• **Exercise**: The records below hold a stretch from the line with "of the snow" through the line with "of the white"; return exactly those lines, ends included, and nothing more.

• **Material supplied**:
+++++
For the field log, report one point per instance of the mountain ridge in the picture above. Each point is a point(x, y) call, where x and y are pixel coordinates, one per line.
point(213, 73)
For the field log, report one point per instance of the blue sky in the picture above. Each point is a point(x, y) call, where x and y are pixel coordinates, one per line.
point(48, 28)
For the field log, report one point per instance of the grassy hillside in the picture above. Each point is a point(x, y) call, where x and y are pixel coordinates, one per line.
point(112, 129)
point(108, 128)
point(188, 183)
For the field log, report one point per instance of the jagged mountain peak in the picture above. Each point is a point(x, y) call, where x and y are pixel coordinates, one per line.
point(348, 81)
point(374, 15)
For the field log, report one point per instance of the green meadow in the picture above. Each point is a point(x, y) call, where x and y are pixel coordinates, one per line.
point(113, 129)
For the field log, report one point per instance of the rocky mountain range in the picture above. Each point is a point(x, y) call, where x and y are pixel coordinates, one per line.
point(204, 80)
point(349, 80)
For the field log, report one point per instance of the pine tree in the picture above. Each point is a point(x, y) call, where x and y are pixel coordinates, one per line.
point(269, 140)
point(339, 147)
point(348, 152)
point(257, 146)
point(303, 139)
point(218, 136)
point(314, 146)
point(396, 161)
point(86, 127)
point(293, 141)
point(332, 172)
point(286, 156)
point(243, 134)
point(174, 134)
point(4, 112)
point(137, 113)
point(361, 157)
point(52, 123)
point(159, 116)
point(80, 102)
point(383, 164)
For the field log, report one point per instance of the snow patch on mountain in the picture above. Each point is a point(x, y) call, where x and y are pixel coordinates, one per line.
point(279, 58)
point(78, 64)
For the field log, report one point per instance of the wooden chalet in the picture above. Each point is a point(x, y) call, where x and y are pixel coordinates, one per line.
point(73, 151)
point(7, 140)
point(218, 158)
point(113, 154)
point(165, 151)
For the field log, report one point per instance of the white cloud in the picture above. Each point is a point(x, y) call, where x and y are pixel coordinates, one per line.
+++++
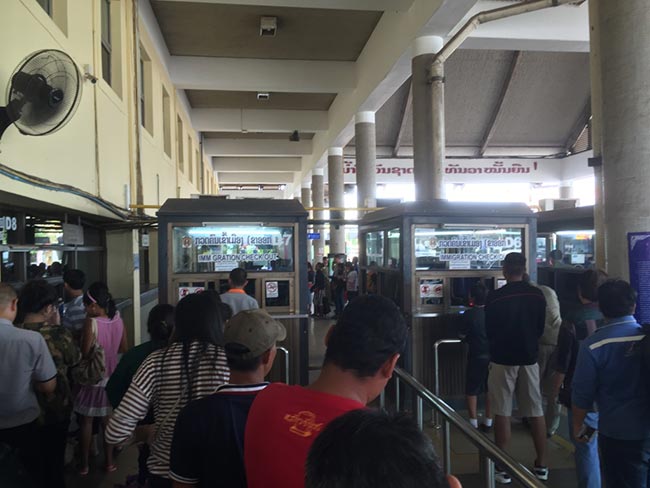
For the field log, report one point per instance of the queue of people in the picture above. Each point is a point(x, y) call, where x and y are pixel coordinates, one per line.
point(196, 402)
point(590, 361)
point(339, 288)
+++++
• **Expected output**:
For the field log, report one point per instance of the snow patch on mountain in the picture above. Each point is a point(x, y) call, where x and y are pixel coordinates, one per line.
point(279, 58)
point(78, 64)
For the field log, report one point per instance of the wooden chalet in the picture above. Each point is a point(x, y) call, where x and y are pixel coordinates, one per line.
point(73, 151)
point(7, 140)
point(218, 158)
point(113, 154)
point(165, 151)
For the field log, report one point per instance of the white cloud in the picture above. Each point is a point(x, y) call, where x and y are pixel coordinates, one per line.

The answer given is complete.